◆ Short problem: Copy every line of the material below word for word, leaving the pictures out of your answer.

══════════════════════════════

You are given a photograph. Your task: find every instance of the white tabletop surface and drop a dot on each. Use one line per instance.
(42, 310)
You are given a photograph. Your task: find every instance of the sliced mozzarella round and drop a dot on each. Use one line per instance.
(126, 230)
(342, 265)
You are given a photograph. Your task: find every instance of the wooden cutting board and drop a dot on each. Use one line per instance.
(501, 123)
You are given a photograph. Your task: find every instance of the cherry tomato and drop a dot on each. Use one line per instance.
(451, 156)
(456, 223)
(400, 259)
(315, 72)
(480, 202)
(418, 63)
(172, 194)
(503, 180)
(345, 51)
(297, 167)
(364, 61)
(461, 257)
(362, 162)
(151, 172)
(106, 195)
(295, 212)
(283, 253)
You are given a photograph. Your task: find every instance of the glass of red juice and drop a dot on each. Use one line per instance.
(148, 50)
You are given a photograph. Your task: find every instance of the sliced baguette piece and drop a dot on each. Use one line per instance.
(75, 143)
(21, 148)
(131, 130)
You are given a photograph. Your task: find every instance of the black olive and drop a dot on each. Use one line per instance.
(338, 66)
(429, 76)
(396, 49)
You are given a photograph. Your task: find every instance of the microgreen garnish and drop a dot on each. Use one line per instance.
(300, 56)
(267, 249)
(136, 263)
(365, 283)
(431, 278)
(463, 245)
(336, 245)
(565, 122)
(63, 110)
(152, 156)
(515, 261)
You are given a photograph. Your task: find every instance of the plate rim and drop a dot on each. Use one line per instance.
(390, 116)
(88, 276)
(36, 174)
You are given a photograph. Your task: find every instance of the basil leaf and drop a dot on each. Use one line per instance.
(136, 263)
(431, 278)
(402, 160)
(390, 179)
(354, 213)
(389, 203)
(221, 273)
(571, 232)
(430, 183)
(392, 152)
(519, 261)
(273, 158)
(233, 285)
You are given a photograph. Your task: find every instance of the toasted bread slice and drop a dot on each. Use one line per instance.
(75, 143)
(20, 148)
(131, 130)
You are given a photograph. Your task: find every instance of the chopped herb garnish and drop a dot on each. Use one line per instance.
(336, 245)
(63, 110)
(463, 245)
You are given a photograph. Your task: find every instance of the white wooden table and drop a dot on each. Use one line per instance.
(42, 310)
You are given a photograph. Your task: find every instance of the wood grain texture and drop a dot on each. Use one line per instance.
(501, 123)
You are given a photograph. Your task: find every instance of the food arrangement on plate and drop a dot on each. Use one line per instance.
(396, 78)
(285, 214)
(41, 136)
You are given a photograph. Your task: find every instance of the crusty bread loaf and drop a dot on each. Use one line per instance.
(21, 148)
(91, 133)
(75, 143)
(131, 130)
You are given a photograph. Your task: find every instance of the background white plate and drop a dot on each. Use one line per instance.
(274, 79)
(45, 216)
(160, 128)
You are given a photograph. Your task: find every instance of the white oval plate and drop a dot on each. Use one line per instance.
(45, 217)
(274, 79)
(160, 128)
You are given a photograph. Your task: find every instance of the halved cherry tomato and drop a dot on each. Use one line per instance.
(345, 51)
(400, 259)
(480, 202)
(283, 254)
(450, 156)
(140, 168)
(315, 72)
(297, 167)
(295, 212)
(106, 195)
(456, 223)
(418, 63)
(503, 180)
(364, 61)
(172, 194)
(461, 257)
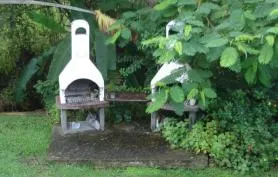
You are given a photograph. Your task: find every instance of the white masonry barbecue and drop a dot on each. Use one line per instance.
(81, 85)
(80, 80)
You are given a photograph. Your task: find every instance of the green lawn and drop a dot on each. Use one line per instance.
(23, 148)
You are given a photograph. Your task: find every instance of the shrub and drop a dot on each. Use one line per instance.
(238, 132)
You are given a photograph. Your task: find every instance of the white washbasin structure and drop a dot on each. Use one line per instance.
(165, 71)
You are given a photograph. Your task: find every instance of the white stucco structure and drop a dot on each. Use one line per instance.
(80, 65)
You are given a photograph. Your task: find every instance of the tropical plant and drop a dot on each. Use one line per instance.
(212, 37)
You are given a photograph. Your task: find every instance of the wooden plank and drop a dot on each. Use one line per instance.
(126, 100)
(95, 104)
(187, 108)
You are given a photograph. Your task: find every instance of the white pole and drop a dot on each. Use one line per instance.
(49, 4)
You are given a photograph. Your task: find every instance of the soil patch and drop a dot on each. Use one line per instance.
(120, 148)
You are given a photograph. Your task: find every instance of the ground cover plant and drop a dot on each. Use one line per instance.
(24, 140)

══════════════════════════════

◆ Output of the exercise:
You are given a photograph. Your task: find every instance of the white tabletop surface and drop a dot on each. Use one line per instance.
(42, 310)
You are given a photograph. Your task: find every instance of the sliced mozzarella round and drop a dot on each. Use one line per instance.
(126, 230)
(342, 265)
You are given a photograph. Your task: find every instance of the wooden cutting board and drop a dot on each. Use one line per instance.
(501, 123)
You are given a photograph. Your task: find every instance of the cherry tomato and drop a dot on each. Use one line per instance.
(451, 156)
(456, 223)
(400, 259)
(315, 72)
(480, 202)
(418, 63)
(172, 194)
(503, 180)
(345, 51)
(297, 167)
(364, 61)
(461, 257)
(362, 162)
(151, 172)
(106, 195)
(295, 212)
(283, 253)
You are given a photograph. Your task: find every instance of the glass of red juice and drop a dot on each. Use one line per instance.
(148, 50)
You are given a photograph. Your task: find every instance of the sliced baguette piece and drop a dot on each. Use one line per instance.
(75, 143)
(21, 148)
(131, 130)
You are given a photograph. Your task: find every instance of the black olive and drop a dot on each. Use one line per instance.
(338, 66)
(429, 76)
(396, 49)
You are given a photograph. Your task: find every instance of the microgreen garnish and drop a dot on each. Use one line per instance.
(300, 56)
(267, 249)
(136, 263)
(365, 283)
(431, 278)
(463, 245)
(336, 245)
(565, 122)
(63, 110)
(152, 156)
(515, 261)
You are given a photograph. Your task: find every instance of the plate rim and drop a dot on each. Use one line per instance.
(390, 116)
(88, 276)
(36, 174)
You are given a photograph. Your task: find every instance of the basil leaf and drop a dot on each. Use one line per instance.
(136, 263)
(431, 278)
(402, 160)
(390, 179)
(354, 213)
(389, 203)
(221, 273)
(571, 232)
(430, 183)
(392, 152)
(519, 261)
(273, 158)
(233, 285)
You are given a photograph. Your task: find every instance of the toasted bread slice and drop a dot on each. Use one line per instance.
(75, 143)
(20, 148)
(131, 130)
You are given a photograph. Your task: find every instance of the chopped herb garnish and drop a dot on each. Use one line per instance.
(336, 245)
(63, 110)
(463, 245)
You are given a photograph. Your task: find every instance of the white wooden table and drop a dot on each. Use one line per instance.
(42, 310)
You are given a photograph. Your task: find every instance of the wood grain texture and drop a dot on each. Use one line per instance.
(501, 123)
You are given a photograph. Your task: find every instance of the food arrangement on plate and drop a dot on each. Use one line per instance.
(396, 78)
(285, 214)
(41, 136)
You are given a photograph. Your task: find every instance of the crusty bread loaf and drop a dot on each. Use one line per instance.
(21, 148)
(91, 133)
(75, 143)
(131, 130)
You are given a photograph. Your task: find every instance of the background white plate and drop a dot on each. Use one line per instance.
(274, 79)
(45, 216)
(160, 128)
You are given a photograph. Your task: find every instance of the white oval plate and drop a dot on each. Use one line per instance.
(45, 217)
(274, 79)
(160, 128)
You are given a photograph. Your task: find every instance of the halved cherry tomato and drop a dot on each. Use one line per instance.
(345, 51)
(400, 259)
(480, 202)
(283, 254)
(450, 156)
(140, 168)
(315, 72)
(297, 167)
(295, 212)
(106, 195)
(456, 223)
(418, 63)
(503, 180)
(364, 61)
(172, 194)
(461, 257)
You are given a photograph. Your task: find every instance of the white masonry barbecue and drop a dot on each. Use one line per instance.
(81, 85)
(80, 80)
You are given a photograph. Your task: find every instance of the green lawn and drop a dot on each. Use one line per instance.
(23, 148)
You are given a photograph. Your task: find every instance of the shrub and drop a dot on each. Use one line per instance.
(238, 132)
You are given a photograph. Your task: find every instance of the white washbasin structure and drop a dot on each. Use one line per instance.
(165, 71)
You are given a photograph. Your task: find every instance of the white stucco structure and drop a dot on each. Use one line per instance.
(80, 65)
You are given a photograph. Your task: find every instance of the tropical plant and drop a dot on each. Use one line per instance.
(212, 37)
You are given a photograph. Your task: find every instance of the wooden plank and drop a dot on each. Use one line per instance.
(126, 100)
(95, 104)
(187, 108)
You are given a photograph. Your task: find every instance of the white pole and drop a dot on each. Use one line per instance.
(49, 4)
You are given a photograph. Your task: find every instance of the soil patch and drop a dot on each. Use one line per instance.
(120, 148)
You are given a photograph. Your task: find every instance of the ground cover plant and drop a dot on each. Use one line per instance.
(24, 140)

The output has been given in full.